Exercise instructions »
1/ In the passage on the Jewish liturgical cycle, how long is the period of semi-mourning that leads up to Tisha B'Av?
2/ Carry the passage on the Jewish liturgical cycle and the Torah portion Pinchas forward from its last sentence.

These are the lessons held in the Jewish liturgical cycle as we follow it in the present moment, and in the turning of Torah and its marking of time. In the midst of summer’s beauty and bounty, when life should be embraced in all its fullness, as in the coming of a pandemic with spring’s first blossoms, we enter a time called beyn ham’tzarim/between the straits. For three weeks we make our way through a period of semi-mourning as the fitting approach to Tisha B’Av/the Ninth of the Hebrew month of Av, day of mourning and fasting for the destruction of the Temples that represented the world, the beginning of exile, of lives not mattering among the nations. These weeks begin with the Torah portion called Pinchas (Num. 25:10-30:1), named for a violent zealot who saw the need to act, but in taking up the spear could not see a new way of acting.

Pinchas had sought to stem the dying, already at twenty-four thousand, in the face of what was as much a social as a biological plague, death brought on by the moral unraveling of a society. Taking a breath after the dying and the killing, not simply to go on, the words of Torah are stunning as read through the lens of this time, va’y’hi acharei ha’mageifa/and it came to pass after the plague… (Num. 26:1).
The lesson is brought home with anomaly, the stark setting of contrast between the way assumed to always be and what is called for now, bidding us then to look ahead. Immediately after the sentence begins with the words that stop us, and it came to pass after the plague, we are stopped in earnest, a wide swath of blank space opening before us on page and parchment.

Extracted records
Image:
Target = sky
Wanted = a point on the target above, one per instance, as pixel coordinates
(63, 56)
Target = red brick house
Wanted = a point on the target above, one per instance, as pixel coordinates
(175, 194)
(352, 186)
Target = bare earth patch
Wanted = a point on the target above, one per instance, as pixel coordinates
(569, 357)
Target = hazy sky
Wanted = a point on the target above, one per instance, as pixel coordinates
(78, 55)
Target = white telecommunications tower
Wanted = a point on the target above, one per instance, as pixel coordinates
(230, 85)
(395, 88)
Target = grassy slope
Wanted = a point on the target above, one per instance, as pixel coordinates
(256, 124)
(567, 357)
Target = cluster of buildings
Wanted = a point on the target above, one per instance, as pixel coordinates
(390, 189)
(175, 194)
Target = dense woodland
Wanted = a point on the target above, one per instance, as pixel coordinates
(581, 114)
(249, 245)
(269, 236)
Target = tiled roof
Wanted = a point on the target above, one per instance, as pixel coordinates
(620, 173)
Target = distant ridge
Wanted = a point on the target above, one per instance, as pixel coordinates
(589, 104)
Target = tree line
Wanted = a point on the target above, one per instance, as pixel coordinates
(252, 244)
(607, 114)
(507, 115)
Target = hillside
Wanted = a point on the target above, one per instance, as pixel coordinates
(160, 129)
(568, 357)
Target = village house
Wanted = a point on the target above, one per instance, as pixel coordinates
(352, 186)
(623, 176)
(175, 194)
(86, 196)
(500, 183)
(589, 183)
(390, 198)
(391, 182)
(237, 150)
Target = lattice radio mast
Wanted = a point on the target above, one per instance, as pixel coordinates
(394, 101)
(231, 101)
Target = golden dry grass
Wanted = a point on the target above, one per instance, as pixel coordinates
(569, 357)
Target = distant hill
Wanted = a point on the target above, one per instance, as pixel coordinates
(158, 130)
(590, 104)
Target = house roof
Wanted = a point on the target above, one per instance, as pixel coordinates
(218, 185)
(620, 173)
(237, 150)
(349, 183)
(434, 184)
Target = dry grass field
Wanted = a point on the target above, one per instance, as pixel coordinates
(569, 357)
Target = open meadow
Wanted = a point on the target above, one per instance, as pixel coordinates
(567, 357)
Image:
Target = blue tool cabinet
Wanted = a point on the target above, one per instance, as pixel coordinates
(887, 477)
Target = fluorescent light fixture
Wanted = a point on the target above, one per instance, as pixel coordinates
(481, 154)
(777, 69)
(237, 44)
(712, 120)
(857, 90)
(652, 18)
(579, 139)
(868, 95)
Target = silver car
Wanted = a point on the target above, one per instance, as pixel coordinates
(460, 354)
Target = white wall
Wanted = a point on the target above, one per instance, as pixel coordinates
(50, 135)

Answers for this exercise »
1/ Three weeks.

2/
Underscoring the anomaly, scribal notes emphasize that a space is to be left right there in the middle of the sentence. Shaken from complacency, stopped in the way of reading and living, we pause in the silent space to consider how to go on after the plague. When next we take up the telling, it is with a commandment to conduct a census, to take a count of the entire community, counting each one to underscore that each one counts, to know who has been lost to the plague and who will lead the way on a new journey.

The Or Ha’chaim, Rabbi Chaim ibn Atar (18th century Morocco and Jerusalem), teaches that in the space of pause that comes after the plague is the tikkun/repair that joins what has been and what will be, repair enacted through the counting of each one. Of the collective formed of individuals, the Slonimer Rebbe, Rabbi Sholom No’ach Berzovsky (20th century Poland and Jerusalem) emphasizes the significance of the census following the plague, poetically teaching that each of us is as one grain of dust, all joined together in the way of dust that forms earth that is filled with the potential to sprout new life: particles joining, cleaving, nursing/nurturing one from another/ha’gargarim m’chubarim u’d’vukim v’yonkim zeh mi’zeh, and in this way there is to the dust become earth the potential of sprouting new life/v’al’y’dei zeh yesh l’afar ko’ach ha’tzmi’chah.

In the garden of days and generations, it is the way of Gerda’s story, a dream to sprout new life, personal survival intrinsic to the survival of the people, each one needed, each one counted. As the opening to a new story, and it came to pass after the plague, it is for each of us now to fill in the blank space beyond with the quill of our deeds. A story once told in extremis of young people daring to dream, time and details changing, but in its dreams for a future equally promised, a story still meant to be simple and familiar, then to say, after the plague, and so it came to be.